Point annotation dataset records
○ ○ ○ ○

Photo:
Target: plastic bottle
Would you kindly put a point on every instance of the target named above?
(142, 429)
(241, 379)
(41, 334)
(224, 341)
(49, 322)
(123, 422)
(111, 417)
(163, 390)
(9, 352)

○ ○ ○ ○

[Problem]
Rewrite the material above, replacing "plastic bottle" with "glass jar" and leaving everything else unchanged.

[Output for this exercise]
Photo:
Target: glass jar
Would you kindly put a point on every instance of the target named above?
(142, 429)
(241, 379)
(41, 334)
(224, 341)
(49, 322)
(123, 422)
(111, 417)
(163, 390)
(9, 352)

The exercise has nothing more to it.